# [EXERCISE GOAL]
In the Qwen3-TTS architecture reference below, which component has the Swift port not yet implemented?

== READING PASSAGE

Skip to content

Latest commit

 

History

History
298 lines (240 loc) · 12.4 KB

File metadata and controls

298 lines (240 loc) · 12.4 KB

TTS Model Architecture (Qwen3-TTS)

Reference for Swift MLX port. Based on Qwen3-TTS-12Hz-0.6B. Speech tokenizer decoder based on Mimi (Kyutai).

For the separate 48 kHz MiniCPM-4-based multilingual stack, see VoxCPM2.

Overview

Qwen3-TTS has four components: a Talker (main LM), Code Predictor (residual codebooks), Speech Tokenizer (neural audio codec), and Speaker Encoder (voice cloning). The Swift port implements the Talker, Code Predictor, Speech Tokenizer Decoder, and Speaker Encoder. The Speech Tokenizer Encoder (for ICL voice cloning) is not yet ported.

Text input
    |
    v
+--------------------+
|  Text Embedding    |   Qwen2 BPE -> Embedding(151936, 2048) -> MLP projection -> 1024
+--------+-----------+
         |
         v
+--------------------+
|  Talker            |   28-layer Qwen3 transformer (MRoPE, GQA, SwiGLU)
|  1024 hidden dim   |   Generates first codebook autoregressively
+--------+-----------+
         |  hidden states + first codebook tokens
         v
+--------------------+
|  Code Predictor    |   5-layer transformer (standard RoPE)
|  1024 hidden dim   |   Predicts remaining 15 codebooks sequentially
+--------+-----------+
         |  16 codebook indices per frame
         v
+--------------------+
|  Speech Tokenizer  |   Mimi-based neural codec
|  Decoder only      |   RVQ decode -> Transformer -> Upsampling convs -> waveform
+--------+-----------+
         |
         v
    Audio (24kHz)

Component A: Talker

The primary autoregressive transformer. Generates the first codebook of speech tokens from text.

Parameter 0.6B 1.7B
Hidden size 1024 2048
Layers 28 28
Attention heads (Q) 16 16
KV heads (GQA) 8 8
Head dimension 128 128
Intermediate size 3072 6144
Codec vocab size 3072 3072
Text vocab size 151936 151936
RoPE type MRoPE (3D sections [24,20,20], interleaved) MRoPE
RoPE base 1,000,000 1,000,000
Quantization 4-bit or 8-bit 4-bit or 8-bit
Q/K normalization RMSNorm per head RMSNorm per head

MRoPE (Multimodal RoPE): Unlike ASR's standard 1D RoPE, the Talker uses 3D position encoding with sections [24, 20, 20] across the 64 rotation dimensions (head_dim/2 = 64). Positions are interleaved as [T, H, W, T, H, W, ...] across the dimension.

====
== SUPPLIED MATERIAL

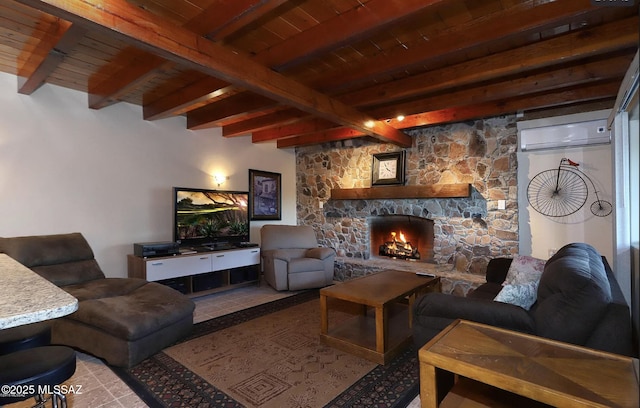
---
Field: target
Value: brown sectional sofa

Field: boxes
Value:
[413,243,638,357]
[0,233,195,367]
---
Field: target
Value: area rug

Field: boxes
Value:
[114,291,418,408]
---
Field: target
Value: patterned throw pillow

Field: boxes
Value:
[493,281,538,310]
[502,255,547,286]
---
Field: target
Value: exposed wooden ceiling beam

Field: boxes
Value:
[338,16,638,107]
[187,92,276,130]
[202,0,288,41]
[257,0,447,71]
[89,0,272,110]
[142,77,229,120]
[367,55,632,119]
[246,23,638,141]
[18,19,86,95]
[222,107,309,137]
[219,2,624,135]
[251,118,338,143]
[277,79,619,148]
[145,0,448,128]
[312,0,594,91]
[19,0,412,147]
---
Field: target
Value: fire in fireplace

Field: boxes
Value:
[378,231,420,260]
[369,214,433,262]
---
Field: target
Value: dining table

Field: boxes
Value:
[0,254,78,330]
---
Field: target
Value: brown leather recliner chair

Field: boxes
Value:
[260,224,336,290]
[0,233,195,367]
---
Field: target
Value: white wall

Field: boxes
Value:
[518,111,614,260]
[0,73,296,277]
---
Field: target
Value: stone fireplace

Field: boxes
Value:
[296,115,518,284]
[369,215,434,262]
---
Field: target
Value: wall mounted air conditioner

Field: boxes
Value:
[520,119,611,152]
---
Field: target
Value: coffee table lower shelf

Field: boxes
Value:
[320,303,411,365]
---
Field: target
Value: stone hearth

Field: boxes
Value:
[296,116,518,284]
[368,215,433,262]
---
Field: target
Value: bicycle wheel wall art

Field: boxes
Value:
[527,158,613,217]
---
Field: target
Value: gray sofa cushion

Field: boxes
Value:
[532,243,611,344]
[65,278,194,341]
[0,232,105,286]
[260,225,318,251]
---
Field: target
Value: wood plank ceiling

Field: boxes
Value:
[0,0,638,148]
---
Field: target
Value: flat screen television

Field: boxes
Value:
[173,187,249,247]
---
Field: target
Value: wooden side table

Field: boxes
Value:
[320,271,441,365]
[418,320,639,408]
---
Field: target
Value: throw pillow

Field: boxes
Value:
[502,255,547,285]
[493,281,538,310]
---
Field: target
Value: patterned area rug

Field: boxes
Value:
[113,291,418,408]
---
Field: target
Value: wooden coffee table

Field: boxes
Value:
[320,271,440,365]
[418,320,638,408]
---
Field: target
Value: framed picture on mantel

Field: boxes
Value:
[371,150,405,186]
[249,170,282,220]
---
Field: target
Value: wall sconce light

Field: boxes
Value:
[213,173,227,187]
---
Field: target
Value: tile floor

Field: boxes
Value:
[5,284,420,408]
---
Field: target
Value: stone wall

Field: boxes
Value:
[296,116,518,275]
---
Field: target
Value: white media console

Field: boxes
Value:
[127,247,260,296]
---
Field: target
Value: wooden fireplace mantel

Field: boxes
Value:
[331,183,471,200]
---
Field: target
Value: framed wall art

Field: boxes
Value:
[249,169,282,220]
[371,150,405,186]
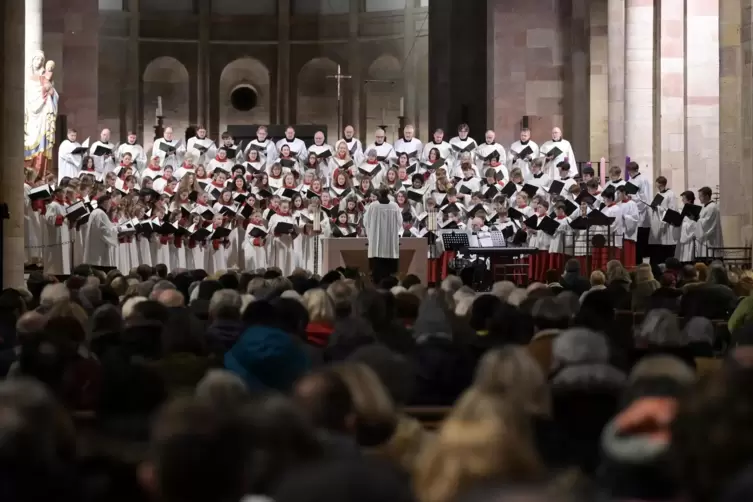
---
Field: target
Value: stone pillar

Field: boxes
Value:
[0,0,26,288]
[277,0,294,124]
[625,0,654,180]
[685,0,719,191]
[126,0,143,141]
[655,0,687,188]
[403,2,414,129]
[607,0,625,171]
[196,0,209,129]
[588,0,609,160]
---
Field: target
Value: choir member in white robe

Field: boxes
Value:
[115,131,146,175]
[394,124,424,172]
[675,190,700,263]
[243,126,277,168]
[84,195,118,267]
[474,129,508,179]
[648,176,680,263]
[421,129,452,165]
[42,188,72,275]
[697,187,724,259]
[364,129,397,164]
[342,125,364,165]
[275,127,307,162]
[299,197,331,275]
[58,129,84,183]
[363,188,403,285]
[507,127,539,181]
[539,127,578,179]
[186,125,217,165]
[269,200,300,277]
[89,129,115,178]
[152,127,186,168]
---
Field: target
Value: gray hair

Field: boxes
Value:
[39,283,71,308]
[209,289,243,319]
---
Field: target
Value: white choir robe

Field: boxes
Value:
[648,190,680,246]
[630,174,654,228]
[539,139,578,179]
[421,141,453,165]
[115,143,146,173]
[58,139,83,183]
[696,201,724,258]
[393,138,424,170]
[243,138,277,167]
[185,136,217,166]
[507,140,539,181]
[84,208,118,267]
[298,210,332,275]
[363,202,403,260]
[89,141,116,176]
[42,200,72,275]
[474,143,510,176]
[363,141,397,163]
[268,214,301,277]
[275,138,308,162]
[152,138,186,168]
[675,217,700,263]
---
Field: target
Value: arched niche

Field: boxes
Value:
[216,57,270,133]
[143,56,189,151]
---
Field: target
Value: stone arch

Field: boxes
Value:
[143,56,189,151]
[296,58,339,144]
[365,54,403,143]
[216,56,270,133]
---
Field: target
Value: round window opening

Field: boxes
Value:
[230,86,258,112]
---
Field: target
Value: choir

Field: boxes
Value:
[24,124,723,279]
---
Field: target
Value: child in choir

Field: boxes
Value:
[269,199,298,276]
[42,188,71,275]
[675,190,700,263]
[614,185,640,267]
[244,209,269,270]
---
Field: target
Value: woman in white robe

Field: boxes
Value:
[269,200,297,276]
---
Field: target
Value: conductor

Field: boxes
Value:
[363,188,403,285]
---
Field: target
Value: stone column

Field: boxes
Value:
[0,0,26,288]
[654,0,687,188]
[126,0,143,141]
[625,0,654,180]
[277,0,294,124]
[196,0,209,129]
[607,0,625,171]
[592,0,609,161]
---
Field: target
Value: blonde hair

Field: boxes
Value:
[414,388,541,502]
[473,347,552,416]
[303,288,335,324]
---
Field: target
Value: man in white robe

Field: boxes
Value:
[58,129,84,182]
[363,188,403,285]
[42,188,72,275]
[697,187,724,259]
[474,129,509,177]
[84,195,118,267]
[539,127,578,179]
[89,129,115,178]
[116,131,146,174]
[507,127,539,181]
[343,125,364,166]
[243,126,277,169]
[152,127,186,169]
[365,128,397,165]
[421,129,452,165]
[186,125,217,166]
[394,124,424,172]
[275,126,307,163]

====

# [THE OUTPUT]
The Speech Tokenizer Encoder, used for ICL voice cloning.